> _Raw records_:
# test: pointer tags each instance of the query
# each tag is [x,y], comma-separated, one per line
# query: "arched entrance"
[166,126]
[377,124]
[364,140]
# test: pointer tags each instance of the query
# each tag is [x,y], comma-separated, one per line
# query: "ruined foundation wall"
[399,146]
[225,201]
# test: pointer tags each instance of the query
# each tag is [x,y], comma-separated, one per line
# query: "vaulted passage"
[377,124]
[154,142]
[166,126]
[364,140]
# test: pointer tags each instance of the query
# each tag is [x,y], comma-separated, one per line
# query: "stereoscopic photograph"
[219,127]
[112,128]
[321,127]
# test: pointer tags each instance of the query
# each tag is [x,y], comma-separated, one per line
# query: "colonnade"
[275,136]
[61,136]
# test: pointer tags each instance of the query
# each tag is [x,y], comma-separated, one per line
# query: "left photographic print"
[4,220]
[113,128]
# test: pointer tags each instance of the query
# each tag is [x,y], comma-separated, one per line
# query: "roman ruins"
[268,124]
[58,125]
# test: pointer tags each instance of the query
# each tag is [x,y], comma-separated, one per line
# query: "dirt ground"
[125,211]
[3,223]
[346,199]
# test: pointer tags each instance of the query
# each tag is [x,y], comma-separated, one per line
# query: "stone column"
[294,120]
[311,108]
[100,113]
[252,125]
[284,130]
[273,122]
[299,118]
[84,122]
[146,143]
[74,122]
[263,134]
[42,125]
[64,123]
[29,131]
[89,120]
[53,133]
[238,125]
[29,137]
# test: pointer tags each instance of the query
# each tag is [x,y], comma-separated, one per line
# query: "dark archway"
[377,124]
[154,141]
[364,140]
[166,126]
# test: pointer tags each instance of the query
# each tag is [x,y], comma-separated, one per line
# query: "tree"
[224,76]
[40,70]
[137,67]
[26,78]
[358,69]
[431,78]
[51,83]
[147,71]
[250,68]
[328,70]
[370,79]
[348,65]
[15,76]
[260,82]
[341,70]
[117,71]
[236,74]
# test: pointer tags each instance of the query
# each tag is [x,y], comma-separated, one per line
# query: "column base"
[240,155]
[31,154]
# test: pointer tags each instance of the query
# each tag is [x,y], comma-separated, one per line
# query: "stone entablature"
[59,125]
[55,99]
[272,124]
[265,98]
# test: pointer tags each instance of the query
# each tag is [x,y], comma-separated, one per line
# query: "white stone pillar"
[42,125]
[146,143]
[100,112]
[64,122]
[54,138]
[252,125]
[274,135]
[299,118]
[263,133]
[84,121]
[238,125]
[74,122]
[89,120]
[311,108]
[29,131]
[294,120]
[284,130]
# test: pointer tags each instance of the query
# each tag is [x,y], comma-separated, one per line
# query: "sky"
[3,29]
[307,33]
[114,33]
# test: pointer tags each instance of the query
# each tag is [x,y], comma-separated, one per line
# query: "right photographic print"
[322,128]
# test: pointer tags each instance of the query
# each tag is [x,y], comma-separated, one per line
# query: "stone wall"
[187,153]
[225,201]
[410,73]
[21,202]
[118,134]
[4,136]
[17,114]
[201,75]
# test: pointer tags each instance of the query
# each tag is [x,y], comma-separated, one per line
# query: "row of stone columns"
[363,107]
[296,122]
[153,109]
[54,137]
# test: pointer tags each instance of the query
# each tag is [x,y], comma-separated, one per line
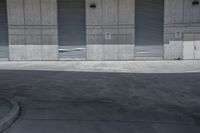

> _Objective_: Count the lines in the items above that contain the word "photographic", and reply with that number alone.

> _Exercise output_: 2